### RECORDS SUPPLIED
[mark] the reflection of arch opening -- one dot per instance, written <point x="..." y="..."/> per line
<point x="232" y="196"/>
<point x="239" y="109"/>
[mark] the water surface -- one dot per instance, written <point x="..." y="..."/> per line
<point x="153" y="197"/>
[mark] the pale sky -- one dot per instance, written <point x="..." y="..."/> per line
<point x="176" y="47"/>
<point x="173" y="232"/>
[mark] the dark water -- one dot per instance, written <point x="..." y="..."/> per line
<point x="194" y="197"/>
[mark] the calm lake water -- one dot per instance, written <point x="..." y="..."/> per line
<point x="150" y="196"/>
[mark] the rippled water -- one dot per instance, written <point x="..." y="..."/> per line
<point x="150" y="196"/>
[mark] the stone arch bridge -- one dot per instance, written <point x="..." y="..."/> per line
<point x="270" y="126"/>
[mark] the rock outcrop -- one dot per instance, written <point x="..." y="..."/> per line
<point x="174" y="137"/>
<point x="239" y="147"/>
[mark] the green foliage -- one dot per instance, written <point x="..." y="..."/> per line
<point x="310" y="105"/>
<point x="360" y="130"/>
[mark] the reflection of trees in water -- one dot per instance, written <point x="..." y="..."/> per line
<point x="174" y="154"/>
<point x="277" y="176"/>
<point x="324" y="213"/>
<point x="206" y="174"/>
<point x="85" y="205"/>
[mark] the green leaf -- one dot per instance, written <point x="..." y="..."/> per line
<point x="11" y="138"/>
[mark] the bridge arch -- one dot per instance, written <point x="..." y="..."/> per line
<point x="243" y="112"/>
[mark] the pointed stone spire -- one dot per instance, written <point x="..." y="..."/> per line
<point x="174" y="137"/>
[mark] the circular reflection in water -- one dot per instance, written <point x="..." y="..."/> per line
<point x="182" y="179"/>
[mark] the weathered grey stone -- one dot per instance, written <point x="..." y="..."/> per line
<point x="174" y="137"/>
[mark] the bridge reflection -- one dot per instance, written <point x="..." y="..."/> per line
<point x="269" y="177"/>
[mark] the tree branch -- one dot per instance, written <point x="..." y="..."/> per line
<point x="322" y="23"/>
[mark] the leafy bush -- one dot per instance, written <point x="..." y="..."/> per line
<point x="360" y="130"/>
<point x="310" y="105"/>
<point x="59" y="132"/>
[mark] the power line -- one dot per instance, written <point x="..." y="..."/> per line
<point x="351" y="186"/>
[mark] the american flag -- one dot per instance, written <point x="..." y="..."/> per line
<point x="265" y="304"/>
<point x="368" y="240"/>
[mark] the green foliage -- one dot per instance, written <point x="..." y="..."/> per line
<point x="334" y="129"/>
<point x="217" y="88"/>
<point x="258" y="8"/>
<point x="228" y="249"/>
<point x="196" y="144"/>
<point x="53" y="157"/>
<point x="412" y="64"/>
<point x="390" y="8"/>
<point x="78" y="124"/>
######
**TASK INSTRUCTIONS**
Transcribe the listing above in full, word for word.

**OUTPUT OF THE TASK**
[mark] the reflection of arch opening -- one dot per instance, written <point x="..." y="..."/> per line
<point x="232" y="196"/>
<point x="239" y="109"/>
[mark] the water surface -- one dot per instance, written <point x="..." y="..."/> per line
<point x="153" y="197"/>
[mark] the pale sky -- one dot per instance, written <point x="..." y="..."/> per line
<point x="176" y="47"/>
<point x="173" y="232"/>
[mark] the dark water -- one dot per instance, written <point x="..." y="..."/> per line
<point x="194" y="197"/>
[mark] the calm lake water -- one dot per instance, written <point x="..." y="..."/> per line
<point x="150" y="196"/>
[mark] the rippled water -- one dot per instance, written <point x="..." y="..."/> per line
<point x="150" y="196"/>
[mark] the stone arch bridge -- one dot per instance, written <point x="..." y="..."/> per line
<point x="270" y="126"/>
[mark] the rock outcrop -- one dot per instance, written <point x="..." y="..."/> per line
<point x="174" y="137"/>
<point x="239" y="147"/>
[mark] the green foliage -- one dot per instance, written <point x="..." y="..."/> per line
<point x="310" y="105"/>
<point x="360" y="130"/>
[mark] the reflection of trees in water -- one dot per instance, written <point x="..." y="..."/> per line
<point x="174" y="154"/>
<point x="277" y="176"/>
<point x="324" y="213"/>
<point x="206" y="174"/>
<point x="85" y="205"/>
[mark] the green leaf -- one dot per instance, written <point x="..." y="..."/> per line
<point x="11" y="138"/>
[mark] the bridge arch -- one dot per instance, written <point x="..." y="..."/> per line
<point x="243" y="112"/>
[mark] the pointed stone spire -- one dot per instance, written <point x="..." y="..."/> per line
<point x="174" y="137"/>
[mark] the circular reflection in water -- one dot per instance, written <point x="..." y="..."/> per line
<point x="182" y="179"/>
[mark] the weathered grey stone -- one dot per instance, written <point x="..." y="..."/> per line
<point x="174" y="137"/>
[mark] the bridge reflection -- one dot per instance, written <point x="..." y="..."/> per line
<point x="269" y="177"/>
[mark] the tree branch -- one dot per instance, written <point x="..." y="..."/> per line
<point x="322" y="23"/>
[mark] the leafy bush -- one dot per instance, written <point x="..." y="..."/> per line
<point x="360" y="130"/>
<point x="310" y="105"/>
<point x="59" y="132"/>
[mark] the power line -- one dot per instance, written <point x="..." y="..."/> per line
<point x="351" y="186"/>
[mark] the american flag -- one dot per instance, written <point x="..." y="..."/> per line
<point x="265" y="304"/>
<point x="368" y="240"/>
[mark] the green foliage -- one dot per instance, written <point x="..." y="..."/> per line
<point x="334" y="129"/>
<point x="217" y="88"/>
<point x="258" y="8"/>
<point x="228" y="249"/>
<point x="196" y="144"/>
<point x="53" y="157"/>
<point x="412" y="64"/>
<point x="390" y="8"/>
<point x="78" y="124"/>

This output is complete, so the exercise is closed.